Angels, Angles, and Anguish
An Ordinary Benediction
Sometimes I speak words to an empty room. This is a test. I work to gauge the temperature of the room—the substance of space—by forming words into it. Some call this talking to oneself. But for me, this is the ultimate attempt to reach beyond myself, to what must be present beyond my own figure, past my own form. I test the waters of space to sense what lives around the imminent, tethered, angular me.
I am not used to being answered. I think very few of us are. We, especially young people, ask a whole lot of questions and revert to living them out, in hopes of the proverbial answer. This endurance can last a lifetime, if luck abides. But answers come slim, uncontoured, and sometimes affection-less.
I am not used to being met. I can shake many hands a day, if I make that an intention. I can look into many eyes. I can talk. But that moment of taking true interest in the other, and receiving genuine attention in return, grows considerably rare as I tread through time. Yet we cultivate social life daily. We even have media for being social. Gosh, we are really trying to meet each other!
I speak, I speak, do you hear it?

### EXERCISE REQUIREMENTS
1 – Answer these questions from the essay.
(a) What does the writer say some people call speaking words to an empty room?
(b) How does the essay say answers come?
(c) What does the writer say grows considerably rare with the passing of time?
2 – Reproduce the part of the essay that begins at the words "Angels, Angles, and" and ends after the words "tethered, angular me.".
3 – List every action the writer says "I can" do in the essay.

### RECORDED INFORMATION
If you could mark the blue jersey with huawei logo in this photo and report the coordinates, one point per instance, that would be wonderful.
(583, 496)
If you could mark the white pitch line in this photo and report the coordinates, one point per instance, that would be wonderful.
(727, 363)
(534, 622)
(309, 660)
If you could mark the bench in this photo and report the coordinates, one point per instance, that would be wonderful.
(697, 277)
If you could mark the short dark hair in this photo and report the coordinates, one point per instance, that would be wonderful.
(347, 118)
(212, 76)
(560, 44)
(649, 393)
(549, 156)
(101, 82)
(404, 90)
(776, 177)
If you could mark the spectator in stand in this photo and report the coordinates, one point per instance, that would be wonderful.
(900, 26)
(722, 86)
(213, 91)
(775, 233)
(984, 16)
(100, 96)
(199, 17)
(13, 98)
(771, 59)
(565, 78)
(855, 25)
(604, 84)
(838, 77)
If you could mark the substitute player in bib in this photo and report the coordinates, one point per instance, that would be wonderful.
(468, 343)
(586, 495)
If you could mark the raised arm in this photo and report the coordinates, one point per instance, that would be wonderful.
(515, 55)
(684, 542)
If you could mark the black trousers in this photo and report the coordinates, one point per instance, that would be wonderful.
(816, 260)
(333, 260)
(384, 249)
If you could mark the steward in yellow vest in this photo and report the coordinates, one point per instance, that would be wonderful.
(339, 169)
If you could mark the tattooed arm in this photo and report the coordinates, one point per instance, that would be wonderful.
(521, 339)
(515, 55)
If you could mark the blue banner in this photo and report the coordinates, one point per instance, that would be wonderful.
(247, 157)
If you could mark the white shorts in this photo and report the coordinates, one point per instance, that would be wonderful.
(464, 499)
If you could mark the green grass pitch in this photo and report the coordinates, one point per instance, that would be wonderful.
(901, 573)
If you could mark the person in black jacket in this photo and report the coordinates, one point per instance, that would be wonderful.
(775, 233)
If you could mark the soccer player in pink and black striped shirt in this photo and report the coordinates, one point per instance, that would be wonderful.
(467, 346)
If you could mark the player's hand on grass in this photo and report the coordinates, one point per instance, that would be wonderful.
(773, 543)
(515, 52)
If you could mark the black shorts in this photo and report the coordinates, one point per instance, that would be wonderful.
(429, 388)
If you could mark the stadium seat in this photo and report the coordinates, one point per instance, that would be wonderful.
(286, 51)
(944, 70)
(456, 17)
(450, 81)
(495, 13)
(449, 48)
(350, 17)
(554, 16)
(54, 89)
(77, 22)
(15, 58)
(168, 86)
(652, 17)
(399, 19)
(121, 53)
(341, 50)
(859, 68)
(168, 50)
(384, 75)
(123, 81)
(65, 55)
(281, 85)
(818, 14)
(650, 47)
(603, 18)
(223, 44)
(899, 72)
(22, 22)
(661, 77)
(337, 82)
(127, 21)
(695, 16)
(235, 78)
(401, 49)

### SOLUTIONS TO EACH TASK
1 –
(a) Talking to oneself.
(b) Slim, uncontoured, and sometimes affection-less.
(c) The moment of taking true interest in the other and receiving genuine attention in return.

2 –
Angels, Angles, and Anguish
An Ordinary Benediction
Sometimes I speak words to an empty room. This is a test. I work to gauge the temperature of the room—the substance of space—by forming words into it. Some call this talking to oneself. But for me, this is the ultimate attempt to reach beyond myself, to what must be present beyond my own figure, past my own form. I test the waters of space to sense what lives around the imminent, tethered, angular me.

3 –
- Shake many hands a day
- Look into many eyes
- Talk